■ Exercise details
Repeat the records below exactly, leaving out any pictures.

— START —

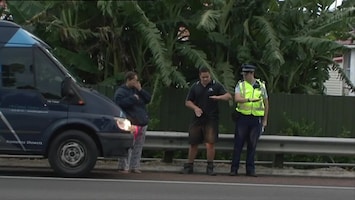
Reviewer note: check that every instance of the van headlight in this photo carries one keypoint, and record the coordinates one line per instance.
(123, 124)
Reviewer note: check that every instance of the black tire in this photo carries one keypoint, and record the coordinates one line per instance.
(72, 154)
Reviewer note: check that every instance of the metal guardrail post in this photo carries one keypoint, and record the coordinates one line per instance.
(276, 145)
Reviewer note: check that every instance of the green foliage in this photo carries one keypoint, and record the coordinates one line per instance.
(291, 42)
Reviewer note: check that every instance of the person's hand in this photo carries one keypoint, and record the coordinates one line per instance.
(138, 86)
(198, 112)
(255, 100)
(136, 96)
(264, 122)
(214, 97)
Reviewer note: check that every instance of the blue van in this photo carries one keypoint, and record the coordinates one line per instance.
(44, 111)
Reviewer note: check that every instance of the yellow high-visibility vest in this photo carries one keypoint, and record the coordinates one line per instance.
(251, 108)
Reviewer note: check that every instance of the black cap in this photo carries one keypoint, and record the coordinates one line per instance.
(248, 68)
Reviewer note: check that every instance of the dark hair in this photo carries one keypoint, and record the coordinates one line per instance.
(130, 75)
(203, 69)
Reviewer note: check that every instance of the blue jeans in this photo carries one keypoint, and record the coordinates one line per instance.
(248, 129)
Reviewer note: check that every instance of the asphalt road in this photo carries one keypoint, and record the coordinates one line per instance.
(33, 179)
(21, 184)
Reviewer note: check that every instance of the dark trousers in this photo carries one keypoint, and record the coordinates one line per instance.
(248, 129)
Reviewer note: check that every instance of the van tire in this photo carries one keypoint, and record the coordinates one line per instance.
(72, 153)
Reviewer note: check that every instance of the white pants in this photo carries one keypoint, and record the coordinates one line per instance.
(132, 161)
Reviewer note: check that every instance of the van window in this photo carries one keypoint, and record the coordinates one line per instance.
(16, 68)
(48, 76)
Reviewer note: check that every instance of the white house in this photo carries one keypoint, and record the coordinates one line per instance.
(335, 85)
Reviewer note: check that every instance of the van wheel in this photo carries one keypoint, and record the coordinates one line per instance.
(72, 154)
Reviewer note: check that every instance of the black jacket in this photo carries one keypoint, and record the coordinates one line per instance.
(134, 108)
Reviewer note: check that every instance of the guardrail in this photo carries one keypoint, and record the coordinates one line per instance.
(273, 144)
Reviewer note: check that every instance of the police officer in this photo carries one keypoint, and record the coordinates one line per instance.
(253, 106)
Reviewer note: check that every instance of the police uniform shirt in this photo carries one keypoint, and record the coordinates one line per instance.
(199, 95)
(263, 90)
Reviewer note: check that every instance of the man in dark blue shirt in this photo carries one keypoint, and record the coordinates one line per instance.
(203, 99)
(132, 98)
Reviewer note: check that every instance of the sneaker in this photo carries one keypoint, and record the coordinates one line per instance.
(123, 171)
(209, 170)
(233, 173)
(136, 171)
(252, 174)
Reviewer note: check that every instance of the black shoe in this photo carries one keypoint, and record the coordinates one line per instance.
(209, 169)
(233, 173)
(252, 174)
(188, 168)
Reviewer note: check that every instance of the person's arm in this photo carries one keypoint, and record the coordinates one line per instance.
(123, 99)
(266, 111)
(198, 111)
(143, 94)
(223, 94)
(238, 98)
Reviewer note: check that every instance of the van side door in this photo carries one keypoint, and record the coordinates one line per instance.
(30, 94)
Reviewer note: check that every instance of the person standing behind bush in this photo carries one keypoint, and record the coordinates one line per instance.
(132, 98)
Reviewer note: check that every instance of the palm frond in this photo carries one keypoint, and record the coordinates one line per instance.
(272, 55)
(196, 56)
(153, 40)
(209, 20)
(318, 44)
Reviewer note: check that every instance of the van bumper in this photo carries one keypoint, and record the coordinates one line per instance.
(115, 144)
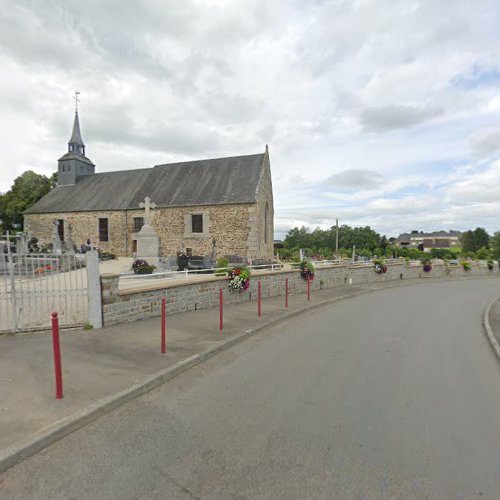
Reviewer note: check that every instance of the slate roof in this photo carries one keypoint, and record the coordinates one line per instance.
(203, 182)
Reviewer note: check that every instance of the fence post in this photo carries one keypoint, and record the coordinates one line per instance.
(163, 321)
(57, 355)
(94, 289)
(221, 310)
(259, 298)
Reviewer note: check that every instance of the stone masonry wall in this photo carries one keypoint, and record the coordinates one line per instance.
(229, 224)
(85, 225)
(258, 247)
(131, 306)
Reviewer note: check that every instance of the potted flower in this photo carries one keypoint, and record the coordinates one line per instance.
(140, 266)
(379, 266)
(307, 270)
(239, 278)
(466, 265)
(427, 266)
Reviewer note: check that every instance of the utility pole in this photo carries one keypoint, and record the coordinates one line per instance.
(337, 239)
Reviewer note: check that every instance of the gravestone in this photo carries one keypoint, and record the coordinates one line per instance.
(148, 242)
(56, 240)
(22, 244)
(68, 244)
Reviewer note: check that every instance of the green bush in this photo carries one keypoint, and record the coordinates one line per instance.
(221, 265)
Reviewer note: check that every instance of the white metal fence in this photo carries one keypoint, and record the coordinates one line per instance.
(32, 286)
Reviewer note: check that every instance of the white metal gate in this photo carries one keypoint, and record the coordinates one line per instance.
(32, 286)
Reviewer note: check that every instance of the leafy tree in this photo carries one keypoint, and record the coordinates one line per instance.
(27, 189)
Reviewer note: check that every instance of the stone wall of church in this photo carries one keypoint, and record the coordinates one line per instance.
(237, 229)
(85, 225)
(261, 237)
(227, 224)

— END —

■ Finished answer
Reviewer note: check that every instance of the van headlight in this photo carries one keypoint, and record the coordinates one line per instance.
(123, 124)
Reviewer note: check that every instance of the black tire in this photo carries one keypoint, and record the coordinates one line per instance.
(72, 154)
Reviewer note: check that every instance of the metal guardrail post in this photo carries one keypoint, and record the coordinates one line per instance.
(276, 145)
Reviewer note: check that every instance of the green foliage in this photo carries one keypoint, and record the coordinates one line per instance.
(291, 42)
Reviewer note: check that every instance of the person's hand in this photo carries one keypoint, and record the coordinates one line per instance.
(138, 86)
(198, 112)
(255, 100)
(136, 96)
(264, 122)
(214, 97)
Reviewer note: check that every instance of the blue van in this photo carries one keypoint, and record the coordinates one line per instance.
(44, 111)
Reviewer note: check that every instance of the yellow high-visibility vest in this photo carries one keypoint, and record the coordinates one line per instance.
(251, 108)
Reviewer note: check that every instance of the black cap in this photo carries one keypoint, and record the coordinates one line per instance.
(248, 68)
Reviewer note: check that every instance of the dark hair in this photo carries one keypoint, and record the coordinates one line per instance.
(130, 75)
(203, 69)
Reviewer note: check that every instance of the blue jeans in this photo carries one keypoint, and record the coordinates one line per instance.
(248, 129)
Reviewer note: check that every instance of the asphalt road in this photo carries one keypoint, and record the coordinates one line per instance.
(33, 179)
(21, 184)
Reviewer note: check that every instance of the dark trousers in this photo carries one keypoint, and record the coordinates one line per instance.
(248, 129)
Reviewer note: check that every instance of the van tire in this photo carries one keypoint, and record the coordinates one line per instance.
(72, 153)
Reviewer note: check that every instance of the white pants in this photo carries one keypoint, and record the coordinates one line per instance.
(132, 161)
Reviewer note: check that every instance of the van window in this photo carries one keypoint, and record the coordinates one line per instance.
(16, 68)
(48, 76)
Reviewer note: check that every instance of the white house in this photo carries one keypoint, and record the coordinates one line per instance.
(335, 85)
Reviewer note: check that every instance of the van wheel in this photo carries one keypoint, and record the coordinates one line per instance.
(72, 154)
Reviewer note: check that every instance of the black jacket in this photo carries one keypoint, and record the coordinates one line per instance.
(134, 108)
Reviewer note: check that every instance of the guardrail in this photo carries one keypoint, and record the coordinates one line per instance.
(273, 144)
Reviewer note: check that every instance of the police officer in this photo carries one keypoint, and record the coordinates one line per instance.
(253, 106)
Reviewer note: check that every instance of the police uniform shirt in this photo carries one keypoint, and record the coordinates one line per instance.
(199, 95)
(263, 90)
Reviewer note: check that every instance of the man in dark blue shirt in this photo carries one keypoint, and record the coordinates one line per instance.
(203, 99)
(132, 98)
Reviewer note: check that every instance of the sneaker in this photo carries one keypoint, and record the coordinates one line per instance.
(123, 171)
(209, 170)
(233, 173)
(136, 171)
(252, 174)
Reviewer note: check that every instance of the black shoe in this photo carries one keypoint, and record the coordinates one line per instance.
(209, 169)
(233, 173)
(252, 174)
(188, 168)
Reviewer note: check that every instance of the person's arm in this photo carries one keypoint, and record the coordinates one line per instance.
(123, 99)
(266, 111)
(198, 111)
(143, 94)
(223, 94)
(238, 98)
Reviewer note: check that every instance of the van side door in this photo carries one keypoint, and record the coordinates one line per instance.
(30, 94)
Reviewer note: check that every instance of the person standing behind bush in this photo carries one keypoint, and record the coordinates one line per instance.
(132, 98)
Reviewer note: check that every instance of the palm frond in this photo carries one keypoint, and record the coordinates one line per instance.
(272, 55)
(196, 56)
(153, 40)
(209, 20)
(318, 44)
Reviewer note: check that every instance of the van bumper in this photo carries one keypoint, and record the coordinates one line per instance.
(115, 144)
Reviewer note: check that every instance of the slate roof in this photo carries one keypoint, and record the coordinates one line per instance.
(203, 182)
Reviewer note: check that every instance of the fence post in this photo carries one keypoint, and record the coordinates one line per instance.
(163, 321)
(57, 355)
(94, 289)
(221, 310)
(259, 298)
Reviewer note: check that every instance of the stone masonry wall in this photo carries one keypoint, and record the coordinates one line per instance.
(229, 224)
(85, 225)
(258, 247)
(131, 306)
Reviewer note: check that every instance of the potted flower in this photo carries one keypoint, and record the coordinates one line per instance.
(140, 266)
(379, 266)
(307, 270)
(239, 278)
(466, 265)
(427, 266)
Reviewer note: check that every instance of the utility pole in this photo carries one keypoint, and record the coordinates one line per instance.
(337, 239)
Reviewer note: check that every instance of the gravestone in this photo carries one keypoint, and record the coordinates one line per instance.
(148, 242)
(56, 240)
(22, 244)
(68, 244)
Reviewer note: check that every instance of the green bush in this photo carries one keypoint, and record the coordinates one line per instance.
(221, 265)
Reviewer note: check that every instance of the white metal fence in this photo carries one keypoint, and record the coordinates one line per instance.
(32, 286)
Reviewer note: check that every instance of the white metal gate in this photo carries one keypoint, and record the coordinates one line per instance.
(32, 286)
Reviewer note: check that every instance of the leafy tree in this photo carries one keypoint, and record the coordinates one line per instance.
(27, 189)
Reviewer note: check that every instance of the stone wall of church in this photo carries one keypoint, and record the coordinates one line per instance.
(237, 229)
(85, 225)
(261, 237)
(227, 224)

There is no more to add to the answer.